Please give back each line of the listing, unchanged in every word.
════════
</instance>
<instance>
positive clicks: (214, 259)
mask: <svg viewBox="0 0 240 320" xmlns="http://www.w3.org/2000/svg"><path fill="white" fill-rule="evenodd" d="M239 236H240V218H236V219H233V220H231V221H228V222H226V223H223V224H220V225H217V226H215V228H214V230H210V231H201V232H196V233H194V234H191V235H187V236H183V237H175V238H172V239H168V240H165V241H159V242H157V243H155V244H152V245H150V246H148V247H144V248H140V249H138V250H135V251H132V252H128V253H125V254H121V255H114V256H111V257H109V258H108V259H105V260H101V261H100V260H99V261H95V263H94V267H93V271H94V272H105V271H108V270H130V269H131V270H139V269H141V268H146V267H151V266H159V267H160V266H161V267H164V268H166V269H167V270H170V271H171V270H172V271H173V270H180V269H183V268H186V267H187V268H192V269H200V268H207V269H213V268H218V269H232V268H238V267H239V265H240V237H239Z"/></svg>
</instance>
════════
• Response to the task
</instance>
<instance>
positive clicks: (214, 259)
mask: <svg viewBox="0 0 240 320" xmlns="http://www.w3.org/2000/svg"><path fill="white" fill-rule="evenodd" d="M239 236H240V218H236V219H233V220H231V221H228V222H226V223H223V224H220V225H217V226H215V228H214V230H210V231H201V232H196V233H194V234H191V235H187V236H183V237H175V238H172V239H168V240H165V241H159V242H157V243H155V244H152V245H150V246H148V247H144V248H140V249H138V250H135V251H132V252H128V253H125V254H121V255H114V256H111V257H109V258H108V259H105V260H101V261H100V260H99V261H95V263H94V267H93V271H94V272H105V271H108V270H130V269H131V270H139V269H141V268H146V267H151V266H159V267H160V266H161V267H164V268H166V269H167V270H170V271H171V270H172V271H173V270H180V269H183V268H186V267H187V268H192V269H200V268H207V269H213V268H218V269H232V268H238V267H239V265H240V237H239Z"/></svg>
</instance>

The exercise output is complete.